* **ZU LÖSENDE AUFGABE**
Nennen Sie alle Körperstellen, die der Forumsbeitrag über Oberschenkelschmerzen als Sitz oder Ausgangspunkt des Schmerzes angibt oder in die der Schmerz zieht.

* **ZU PRÜFENDER TEXT**
#  Schulmedizin >   Starke Schmerzen im Oberschenkel seit 10 Wochen >

## Bianca34

Hallo zusammen... 
Seit 10 Wochen leide ich nun unter starken Schmerzen im Oberschenkel.  
Angefangen hat es mit dem Gefühl, als habe sich ein Krampf verschleppt. Weiß nicht wie ich das richtig beschreiben soll. Eben als wenn ich einen Krampf im Oberschenkel gehabt hätte, der nicht mehr richtig weg geht.  
Dann aber wurden die Schmerzen stetig schlimmer. Erst zog der Schmerz in die Leiste, nun in den Hintern. Anfangs kam der Schmerz von der Vorderseite des Beins, nun habe ich das Gefühl, der Schmerz kommt von der Rückseite.  
Ich werde nachts wach von den Schmerzen und kann seit heute kaum noch laufen und komme keine Treppe mehr hoch. Runter geht es, hoch geht gar nichts mehr. 
Beim Arzt war ich noch nicht weil ich hoffte, da hat sich ein Nerv verklemmt oder so der sich von allein löst. Aber nun habe ich immer Schmerzen. Bei Belastung wie auch im Ruhezustand. Verändert scheint er mir optisch nicht.
Habe nur immer das Gefühl, das mir der Knochen ganz oben im Oberschenkel weh tut...

* **AUSGELESENE EINTRÄGE**
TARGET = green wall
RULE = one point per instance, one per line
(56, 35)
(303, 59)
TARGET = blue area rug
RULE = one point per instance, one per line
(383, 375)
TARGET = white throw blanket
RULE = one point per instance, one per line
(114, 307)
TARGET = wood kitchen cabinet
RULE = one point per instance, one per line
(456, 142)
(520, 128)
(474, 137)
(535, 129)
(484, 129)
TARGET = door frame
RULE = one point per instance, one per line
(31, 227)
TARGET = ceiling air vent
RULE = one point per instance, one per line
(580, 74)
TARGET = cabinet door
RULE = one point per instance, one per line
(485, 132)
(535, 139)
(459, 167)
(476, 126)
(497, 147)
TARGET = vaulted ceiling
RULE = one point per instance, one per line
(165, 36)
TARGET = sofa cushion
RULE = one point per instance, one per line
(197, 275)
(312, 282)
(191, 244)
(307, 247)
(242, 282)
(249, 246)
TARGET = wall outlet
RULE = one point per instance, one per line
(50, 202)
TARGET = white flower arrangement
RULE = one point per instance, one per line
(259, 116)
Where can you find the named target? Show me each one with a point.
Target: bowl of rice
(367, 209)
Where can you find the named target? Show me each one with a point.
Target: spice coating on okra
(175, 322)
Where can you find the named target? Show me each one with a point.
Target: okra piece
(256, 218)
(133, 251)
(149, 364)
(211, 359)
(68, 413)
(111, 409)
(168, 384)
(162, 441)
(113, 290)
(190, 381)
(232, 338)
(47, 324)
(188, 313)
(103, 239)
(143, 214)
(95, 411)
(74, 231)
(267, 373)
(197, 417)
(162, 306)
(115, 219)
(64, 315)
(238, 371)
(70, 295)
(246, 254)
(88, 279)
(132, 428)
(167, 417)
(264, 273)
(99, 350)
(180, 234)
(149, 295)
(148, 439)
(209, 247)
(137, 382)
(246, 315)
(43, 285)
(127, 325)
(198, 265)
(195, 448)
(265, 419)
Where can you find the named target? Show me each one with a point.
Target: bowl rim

---

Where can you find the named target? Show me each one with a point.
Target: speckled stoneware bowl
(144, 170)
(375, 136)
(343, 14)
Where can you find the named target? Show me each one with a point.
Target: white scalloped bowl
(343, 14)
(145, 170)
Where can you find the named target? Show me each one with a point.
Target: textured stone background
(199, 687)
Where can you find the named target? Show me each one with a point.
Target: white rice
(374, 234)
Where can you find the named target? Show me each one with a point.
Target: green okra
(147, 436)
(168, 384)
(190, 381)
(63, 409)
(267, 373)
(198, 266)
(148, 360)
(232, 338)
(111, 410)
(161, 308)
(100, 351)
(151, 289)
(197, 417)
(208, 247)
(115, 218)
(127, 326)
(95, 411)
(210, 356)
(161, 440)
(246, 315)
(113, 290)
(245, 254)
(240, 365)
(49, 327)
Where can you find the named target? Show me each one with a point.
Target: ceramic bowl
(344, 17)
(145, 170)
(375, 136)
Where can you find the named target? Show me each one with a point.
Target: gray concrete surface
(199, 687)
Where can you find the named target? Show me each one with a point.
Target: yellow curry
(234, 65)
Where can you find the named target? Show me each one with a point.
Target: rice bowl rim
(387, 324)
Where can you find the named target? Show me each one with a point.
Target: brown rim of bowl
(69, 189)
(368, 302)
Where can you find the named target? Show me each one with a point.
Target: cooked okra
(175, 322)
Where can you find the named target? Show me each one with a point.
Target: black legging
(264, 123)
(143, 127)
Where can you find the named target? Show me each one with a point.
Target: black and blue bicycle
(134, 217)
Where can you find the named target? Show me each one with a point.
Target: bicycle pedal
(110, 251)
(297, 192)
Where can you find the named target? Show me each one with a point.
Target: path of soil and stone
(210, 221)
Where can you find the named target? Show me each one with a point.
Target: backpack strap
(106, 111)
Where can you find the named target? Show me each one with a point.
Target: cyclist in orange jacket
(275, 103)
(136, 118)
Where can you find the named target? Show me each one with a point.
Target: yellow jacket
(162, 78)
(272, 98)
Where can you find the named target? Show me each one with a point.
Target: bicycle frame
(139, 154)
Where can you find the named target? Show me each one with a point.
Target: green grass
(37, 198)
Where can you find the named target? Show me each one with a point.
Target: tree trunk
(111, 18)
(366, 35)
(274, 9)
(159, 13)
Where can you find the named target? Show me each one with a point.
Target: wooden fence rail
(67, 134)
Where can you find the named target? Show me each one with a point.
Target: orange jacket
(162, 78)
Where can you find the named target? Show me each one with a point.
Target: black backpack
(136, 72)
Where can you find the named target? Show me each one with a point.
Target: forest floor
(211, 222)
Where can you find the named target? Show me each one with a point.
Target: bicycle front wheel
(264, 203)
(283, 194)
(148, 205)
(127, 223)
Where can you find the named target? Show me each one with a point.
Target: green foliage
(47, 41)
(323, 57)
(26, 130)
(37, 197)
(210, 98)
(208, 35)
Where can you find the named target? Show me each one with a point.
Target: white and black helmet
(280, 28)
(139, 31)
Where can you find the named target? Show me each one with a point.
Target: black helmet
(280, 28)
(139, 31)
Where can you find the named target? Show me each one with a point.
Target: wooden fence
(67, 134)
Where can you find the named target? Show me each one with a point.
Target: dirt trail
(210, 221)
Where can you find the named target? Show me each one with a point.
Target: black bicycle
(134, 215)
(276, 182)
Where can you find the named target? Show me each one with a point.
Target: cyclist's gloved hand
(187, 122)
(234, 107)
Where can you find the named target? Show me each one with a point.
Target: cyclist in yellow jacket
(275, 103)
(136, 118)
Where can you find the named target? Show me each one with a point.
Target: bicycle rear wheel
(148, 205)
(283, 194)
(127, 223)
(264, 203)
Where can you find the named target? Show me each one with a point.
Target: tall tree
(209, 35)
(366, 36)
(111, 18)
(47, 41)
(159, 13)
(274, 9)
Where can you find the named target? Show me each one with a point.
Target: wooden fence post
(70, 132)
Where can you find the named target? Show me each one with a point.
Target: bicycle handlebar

==

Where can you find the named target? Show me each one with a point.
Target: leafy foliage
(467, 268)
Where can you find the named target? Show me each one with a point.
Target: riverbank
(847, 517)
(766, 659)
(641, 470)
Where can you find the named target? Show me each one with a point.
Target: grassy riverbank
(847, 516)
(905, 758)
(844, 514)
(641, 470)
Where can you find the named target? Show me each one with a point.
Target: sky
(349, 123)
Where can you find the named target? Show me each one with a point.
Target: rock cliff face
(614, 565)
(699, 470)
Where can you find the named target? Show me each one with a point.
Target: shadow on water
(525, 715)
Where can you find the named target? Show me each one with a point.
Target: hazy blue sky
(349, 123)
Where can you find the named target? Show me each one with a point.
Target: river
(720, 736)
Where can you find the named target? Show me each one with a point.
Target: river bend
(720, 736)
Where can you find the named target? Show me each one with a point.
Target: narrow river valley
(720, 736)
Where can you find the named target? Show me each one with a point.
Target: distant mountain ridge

* **SCHRIFTLICHE LÖSUNG**
Genannt werden der Oberschenkel, die Leiste, der Hintern, die Vorderseite des Beins, die Rückseite des Beins und der Knochen ganz oben im Oberschenkel.